- **About this task**
From the entries below, gather every line containing the string "blurred".

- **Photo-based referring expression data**
==*==
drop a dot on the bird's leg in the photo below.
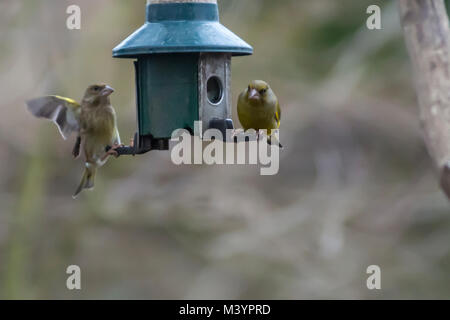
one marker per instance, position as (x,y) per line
(112,152)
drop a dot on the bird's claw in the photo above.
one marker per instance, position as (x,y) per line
(113,151)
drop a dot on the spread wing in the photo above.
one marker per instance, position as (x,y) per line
(63,112)
(278,115)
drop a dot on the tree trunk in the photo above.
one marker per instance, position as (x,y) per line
(426,30)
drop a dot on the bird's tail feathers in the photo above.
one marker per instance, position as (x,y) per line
(87,181)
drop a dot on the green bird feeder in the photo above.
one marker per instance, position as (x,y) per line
(183,70)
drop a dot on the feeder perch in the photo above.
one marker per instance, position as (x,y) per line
(183,70)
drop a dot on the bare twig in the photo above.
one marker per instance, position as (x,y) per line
(427,35)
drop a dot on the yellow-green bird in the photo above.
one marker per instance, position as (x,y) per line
(258,108)
(94,121)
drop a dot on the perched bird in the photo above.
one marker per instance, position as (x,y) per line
(258,109)
(94,121)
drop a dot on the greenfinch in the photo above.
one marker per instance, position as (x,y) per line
(94,121)
(258,109)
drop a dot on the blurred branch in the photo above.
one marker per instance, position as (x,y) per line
(427,35)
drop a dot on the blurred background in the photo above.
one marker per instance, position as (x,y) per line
(355,187)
==*==
- **Result below**
drop a dot on the blurred branch in the photo above.
drop a dot on the blurred background in the photo above.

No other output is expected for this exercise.